Exact copies of the lines from the start of the records through the line with "<point>287,129</point>" are what the answer must hold; pictures are not part of it.

SOURCE DATA START

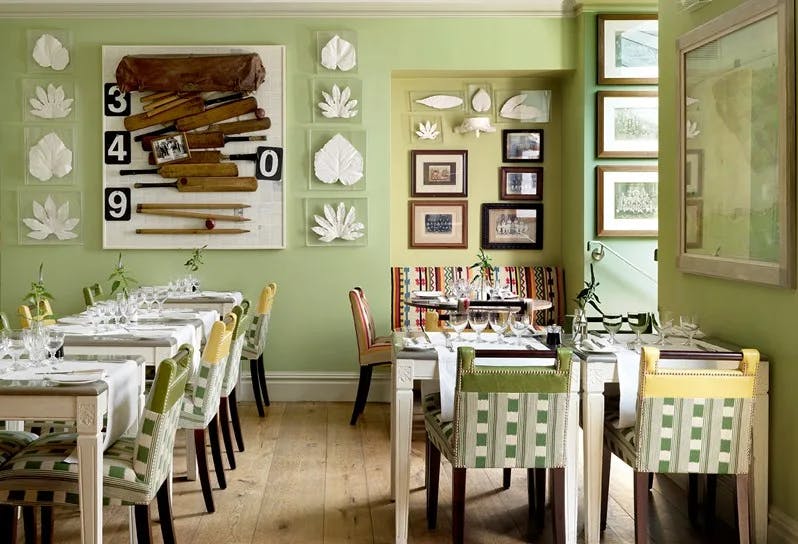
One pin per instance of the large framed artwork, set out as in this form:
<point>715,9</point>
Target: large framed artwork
<point>626,201</point>
<point>737,145</point>
<point>628,124</point>
<point>628,50</point>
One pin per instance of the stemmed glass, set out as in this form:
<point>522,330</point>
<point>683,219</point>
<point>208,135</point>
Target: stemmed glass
<point>478,319</point>
<point>689,324</point>
<point>458,321</point>
<point>612,324</point>
<point>499,322</point>
<point>638,322</point>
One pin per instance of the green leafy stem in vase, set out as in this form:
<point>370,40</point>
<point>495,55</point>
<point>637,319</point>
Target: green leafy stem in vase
<point>120,279</point>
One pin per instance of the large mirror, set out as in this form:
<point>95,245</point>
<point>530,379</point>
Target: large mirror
<point>737,145</point>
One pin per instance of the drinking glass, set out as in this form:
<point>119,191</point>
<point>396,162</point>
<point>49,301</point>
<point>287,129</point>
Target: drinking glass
<point>689,324</point>
<point>519,323</point>
<point>499,321</point>
<point>478,319</point>
<point>458,321</point>
<point>638,322</point>
<point>612,324</point>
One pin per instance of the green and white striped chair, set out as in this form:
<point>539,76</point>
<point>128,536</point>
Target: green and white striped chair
<point>694,421</point>
<point>504,417</point>
<point>255,343</point>
<point>135,469</point>
<point>201,404</point>
<point>228,405</point>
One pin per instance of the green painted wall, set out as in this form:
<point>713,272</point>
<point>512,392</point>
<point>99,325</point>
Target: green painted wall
<point>747,314</point>
<point>312,327</point>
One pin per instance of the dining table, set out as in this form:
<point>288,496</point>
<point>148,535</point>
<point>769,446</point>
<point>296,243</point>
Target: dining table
<point>103,395</point>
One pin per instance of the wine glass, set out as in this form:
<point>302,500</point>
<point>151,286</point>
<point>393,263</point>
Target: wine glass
<point>499,322</point>
<point>519,323</point>
<point>638,322</point>
<point>612,324</point>
<point>458,321</point>
<point>689,324</point>
<point>478,319</point>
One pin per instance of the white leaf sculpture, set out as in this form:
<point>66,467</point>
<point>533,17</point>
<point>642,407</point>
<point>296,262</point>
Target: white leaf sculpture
<point>441,101</point>
<point>49,219</point>
<point>338,53</point>
<point>50,53</point>
<point>480,101</point>
<point>515,108</point>
<point>338,160</point>
<point>49,157</point>
<point>338,104</point>
<point>338,224</point>
<point>52,103</point>
<point>427,131</point>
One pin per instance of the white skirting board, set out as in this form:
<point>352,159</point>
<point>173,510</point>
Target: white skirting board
<point>287,386</point>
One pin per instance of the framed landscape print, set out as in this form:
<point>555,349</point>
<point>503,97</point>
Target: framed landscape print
<point>521,183</point>
<point>512,226</point>
<point>439,173</point>
<point>628,50</point>
<point>521,145</point>
<point>438,224</point>
<point>626,201</point>
<point>628,124</point>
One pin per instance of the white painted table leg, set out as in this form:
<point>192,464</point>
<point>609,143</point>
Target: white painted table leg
<point>759,473</point>
<point>593,433</point>
<point>402,427</point>
<point>90,477</point>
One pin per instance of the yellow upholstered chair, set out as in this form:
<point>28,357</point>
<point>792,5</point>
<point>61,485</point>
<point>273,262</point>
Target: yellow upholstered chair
<point>372,350</point>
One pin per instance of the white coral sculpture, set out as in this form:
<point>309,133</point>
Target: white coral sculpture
<point>338,104</point>
<point>49,157</point>
<point>338,224</point>
<point>52,103</point>
<point>49,219</point>
<point>427,131</point>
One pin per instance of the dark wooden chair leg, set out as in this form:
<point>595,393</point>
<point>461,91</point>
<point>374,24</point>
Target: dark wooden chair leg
<point>253,376</point>
<point>202,468</point>
<point>233,404</point>
<point>692,498</point>
<point>558,503</point>
<point>458,505</point>
<point>227,438</point>
<point>606,464</point>
<point>165,514</point>
<point>216,451</point>
<point>641,507</point>
<point>743,519</point>
<point>363,385</point>
<point>433,479</point>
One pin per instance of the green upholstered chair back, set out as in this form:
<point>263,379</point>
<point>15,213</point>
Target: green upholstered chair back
<point>695,420</point>
<point>540,282</point>
<point>514,416</point>
<point>91,293</point>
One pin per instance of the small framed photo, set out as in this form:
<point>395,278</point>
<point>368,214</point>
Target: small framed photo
<point>520,145</point>
<point>628,51</point>
<point>626,200</point>
<point>693,172</point>
<point>512,226</point>
<point>628,124</point>
<point>170,148</point>
<point>521,183</point>
<point>438,224</point>
<point>439,173</point>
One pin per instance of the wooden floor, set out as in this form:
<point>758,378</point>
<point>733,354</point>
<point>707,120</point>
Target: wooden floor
<point>308,477</point>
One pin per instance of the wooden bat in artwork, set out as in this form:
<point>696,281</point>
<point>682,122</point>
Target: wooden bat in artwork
<point>207,185</point>
<point>226,169</point>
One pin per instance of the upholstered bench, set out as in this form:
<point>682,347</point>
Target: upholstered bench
<point>541,282</point>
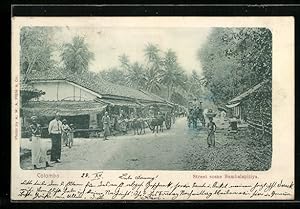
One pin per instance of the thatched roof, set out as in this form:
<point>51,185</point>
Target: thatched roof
<point>65,108</point>
<point>94,83</point>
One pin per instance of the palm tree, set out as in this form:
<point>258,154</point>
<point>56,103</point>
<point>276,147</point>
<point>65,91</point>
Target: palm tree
<point>124,60</point>
<point>152,80</point>
<point>153,66</point>
<point>172,74</point>
<point>135,76</point>
<point>76,55</point>
<point>152,54</point>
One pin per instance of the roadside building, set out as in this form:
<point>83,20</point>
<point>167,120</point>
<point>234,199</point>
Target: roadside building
<point>82,98</point>
<point>254,106</point>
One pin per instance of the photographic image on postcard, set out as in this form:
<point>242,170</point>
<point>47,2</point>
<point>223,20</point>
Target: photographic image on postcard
<point>117,98</point>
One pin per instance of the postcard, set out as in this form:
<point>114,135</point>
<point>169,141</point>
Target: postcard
<point>152,108</point>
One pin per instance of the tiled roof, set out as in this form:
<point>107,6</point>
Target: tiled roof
<point>93,83</point>
<point>29,88</point>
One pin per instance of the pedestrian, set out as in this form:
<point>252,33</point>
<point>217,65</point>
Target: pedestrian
<point>65,129</point>
<point>71,135</point>
<point>106,124</point>
<point>54,130</point>
<point>211,128</point>
<point>38,151</point>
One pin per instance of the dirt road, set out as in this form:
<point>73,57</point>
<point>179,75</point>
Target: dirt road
<point>179,148</point>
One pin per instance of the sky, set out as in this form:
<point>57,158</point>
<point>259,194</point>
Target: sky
<point>108,44</point>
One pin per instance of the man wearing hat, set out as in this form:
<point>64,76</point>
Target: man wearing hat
<point>65,129</point>
<point>106,125</point>
<point>38,151</point>
<point>54,129</point>
<point>211,127</point>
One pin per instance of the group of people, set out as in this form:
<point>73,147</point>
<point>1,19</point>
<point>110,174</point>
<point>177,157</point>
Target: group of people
<point>59,131</point>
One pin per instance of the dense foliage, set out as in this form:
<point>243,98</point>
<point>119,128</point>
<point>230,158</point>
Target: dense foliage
<point>236,59</point>
<point>36,50</point>
<point>76,55</point>
<point>160,73</point>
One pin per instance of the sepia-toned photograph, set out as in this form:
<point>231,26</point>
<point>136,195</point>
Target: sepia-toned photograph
<point>146,98</point>
<point>152,108</point>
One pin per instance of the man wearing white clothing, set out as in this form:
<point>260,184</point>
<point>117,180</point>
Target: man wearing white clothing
<point>55,133</point>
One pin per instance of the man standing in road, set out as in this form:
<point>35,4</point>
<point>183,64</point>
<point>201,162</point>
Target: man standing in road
<point>106,125</point>
<point>55,133</point>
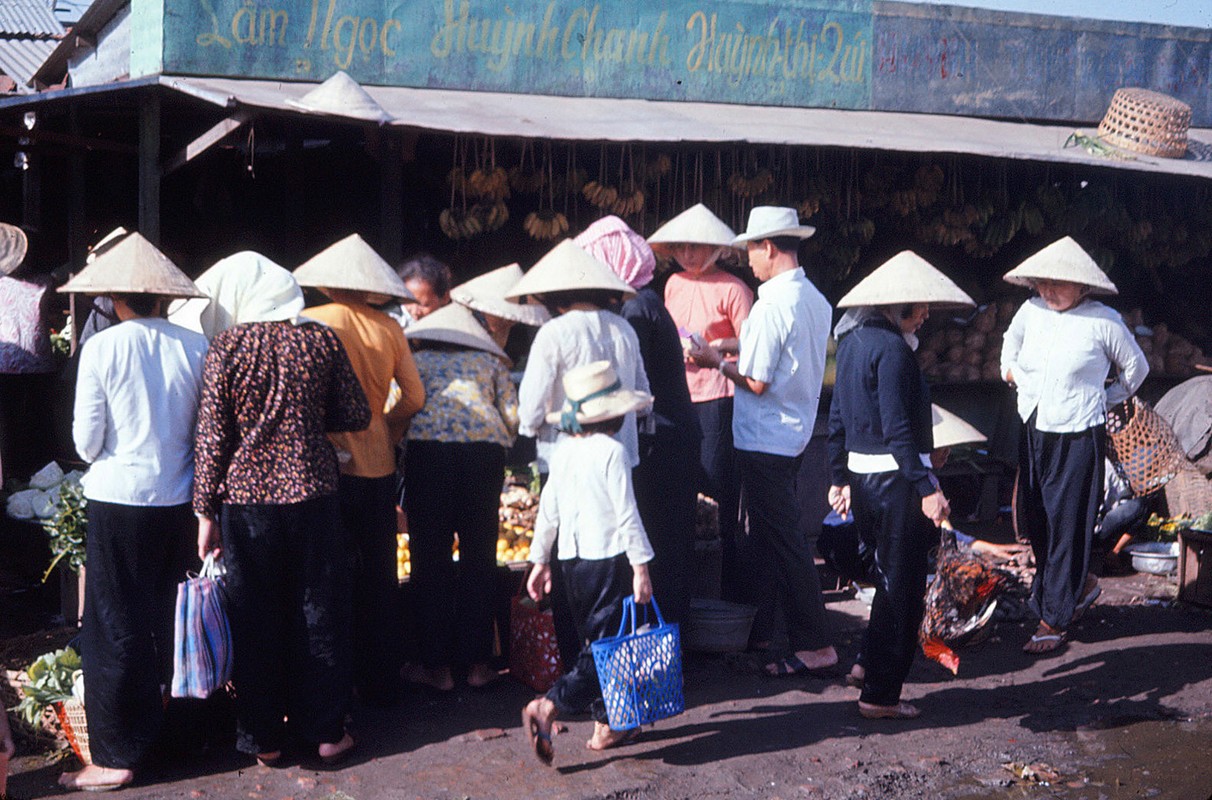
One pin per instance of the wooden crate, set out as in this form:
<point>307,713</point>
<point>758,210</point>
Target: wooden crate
<point>1195,567</point>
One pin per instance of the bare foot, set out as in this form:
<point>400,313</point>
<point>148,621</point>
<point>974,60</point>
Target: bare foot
<point>96,778</point>
<point>606,737</point>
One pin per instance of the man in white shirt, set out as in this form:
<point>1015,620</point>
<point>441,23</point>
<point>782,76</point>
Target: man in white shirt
<point>778,377</point>
<point>135,413</point>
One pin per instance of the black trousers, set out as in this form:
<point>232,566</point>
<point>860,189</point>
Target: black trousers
<point>718,479</point>
<point>596,589</point>
<point>453,487</point>
<point>290,605</point>
<point>1059,492</point>
<point>136,554</point>
<point>668,503</point>
<point>367,508</point>
<point>887,513</point>
<point>784,576</point>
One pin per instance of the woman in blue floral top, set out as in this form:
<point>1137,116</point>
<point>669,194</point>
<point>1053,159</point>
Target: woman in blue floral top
<point>453,470</point>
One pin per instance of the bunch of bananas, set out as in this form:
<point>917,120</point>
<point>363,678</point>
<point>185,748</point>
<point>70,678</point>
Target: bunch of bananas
<point>546,224</point>
<point>750,187</point>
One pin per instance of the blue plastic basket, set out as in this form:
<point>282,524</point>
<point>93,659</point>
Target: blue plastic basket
<point>640,673</point>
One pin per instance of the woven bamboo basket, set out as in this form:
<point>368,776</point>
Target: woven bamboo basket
<point>75,727</point>
<point>1148,123</point>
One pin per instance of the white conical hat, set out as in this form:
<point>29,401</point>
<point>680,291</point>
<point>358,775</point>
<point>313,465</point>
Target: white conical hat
<point>905,278</point>
<point>486,295</point>
<point>342,96</point>
<point>696,226</point>
<point>354,266</point>
<point>950,430</point>
<point>13,245</point>
<point>456,325</point>
<point>567,267</point>
<point>132,267</point>
<point>1062,260</point>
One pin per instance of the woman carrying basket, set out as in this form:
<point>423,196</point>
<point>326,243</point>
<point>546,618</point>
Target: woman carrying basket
<point>1058,352</point>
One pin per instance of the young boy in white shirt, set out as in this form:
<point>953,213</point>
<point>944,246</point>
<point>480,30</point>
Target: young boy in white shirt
<point>589,507</point>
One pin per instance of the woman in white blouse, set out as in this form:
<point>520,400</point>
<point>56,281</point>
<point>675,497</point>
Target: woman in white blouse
<point>1058,352</point>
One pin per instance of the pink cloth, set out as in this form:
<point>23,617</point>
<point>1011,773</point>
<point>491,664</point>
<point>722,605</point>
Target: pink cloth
<point>611,241</point>
<point>713,306</point>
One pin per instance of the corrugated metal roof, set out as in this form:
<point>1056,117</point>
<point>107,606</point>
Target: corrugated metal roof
<point>28,18</point>
<point>19,58</point>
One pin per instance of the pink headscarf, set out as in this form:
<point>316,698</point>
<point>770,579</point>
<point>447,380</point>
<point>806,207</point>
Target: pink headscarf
<point>611,241</point>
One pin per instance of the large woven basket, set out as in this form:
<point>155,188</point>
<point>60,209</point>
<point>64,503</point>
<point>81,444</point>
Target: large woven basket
<point>1147,121</point>
<point>75,727</point>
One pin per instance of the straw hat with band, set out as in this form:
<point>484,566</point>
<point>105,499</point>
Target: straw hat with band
<point>1065,261</point>
<point>353,266</point>
<point>593,394</point>
<point>696,226</point>
<point>133,266</point>
<point>341,96</point>
<point>567,268</point>
<point>455,324</point>
<point>907,278</point>
<point>486,295</point>
<point>950,429</point>
<point>772,222</point>
<point>13,246</point>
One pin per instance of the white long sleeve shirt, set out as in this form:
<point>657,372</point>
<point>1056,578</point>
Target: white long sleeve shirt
<point>136,409</point>
<point>1059,361</point>
<point>569,341</point>
<point>589,504</point>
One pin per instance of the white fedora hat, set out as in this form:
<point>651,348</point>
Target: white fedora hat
<point>594,393</point>
<point>132,267</point>
<point>354,266</point>
<point>696,226</point>
<point>1063,260</point>
<point>770,222</point>
<point>453,324</point>
<point>565,268</point>
<point>341,96</point>
<point>486,295</point>
<point>13,246</point>
<point>905,278</point>
<point>950,430</point>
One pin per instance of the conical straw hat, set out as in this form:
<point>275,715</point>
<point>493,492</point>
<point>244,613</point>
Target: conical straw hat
<point>950,430</point>
<point>341,96</point>
<point>696,226</point>
<point>905,278</point>
<point>1062,260</point>
<point>453,324</point>
<point>13,245</point>
<point>132,267</point>
<point>486,295</point>
<point>567,267</point>
<point>354,266</point>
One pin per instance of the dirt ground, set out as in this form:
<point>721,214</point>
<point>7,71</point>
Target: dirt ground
<point>1124,710</point>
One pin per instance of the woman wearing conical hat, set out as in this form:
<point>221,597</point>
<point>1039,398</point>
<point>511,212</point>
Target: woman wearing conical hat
<point>1058,352</point>
<point>709,303</point>
<point>880,441</point>
<point>138,388</point>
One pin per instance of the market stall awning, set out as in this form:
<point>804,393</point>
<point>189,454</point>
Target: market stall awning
<point>636,120</point>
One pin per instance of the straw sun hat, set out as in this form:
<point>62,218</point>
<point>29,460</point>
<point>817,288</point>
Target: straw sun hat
<point>567,267</point>
<point>594,393</point>
<point>1063,260</point>
<point>905,278</point>
<point>486,295</point>
<point>12,247</point>
<point>696,226</point>
<point>132,267</point>
<point>453,324</point>
<point>354,266</point>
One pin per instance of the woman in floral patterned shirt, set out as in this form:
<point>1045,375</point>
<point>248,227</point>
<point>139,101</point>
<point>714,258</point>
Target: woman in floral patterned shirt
<point>453,470</point>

SOURCE DATA END

**OUTPUT FOR THIS EXERCISE**
One pin per instance of the large framed artwork, set out as in this form:
<point>715,9</point>
Target: large framed artwork
<point>626,201</point>
<point>737,145</point>
<point>628,124</point>
<point>628,50</point>
One pin per instance of the stemmed glass, set out as in this form:
<point>522,330</point>
<point>683,219</point>
<point>208,135</point>
Target: stemmed glass
<point>478,319</point>
<point>689,324</point>
<point>458,321</point>
<point>612,324</point>
<point>499,322</point>
<point>638,322</point>
One pin per instance of the green leafy stem in vase, set out as in this form:
<point>370,40</point>
<point>495,55</point>
<point>637,319</point>
Target: green leafy stem in vase
<point>120,279</point>
One pin per instance of the large mirror, set out as in this form:
<point>95,245</point>
<point>530,379</point>
Target: large mirror
<point>737,145</point>
One pin per instance of the drinking glass, set out as in this form:
<point>119,191</point>
<point>396,162</point>
<point>49,301</point>
<point>287,129</point>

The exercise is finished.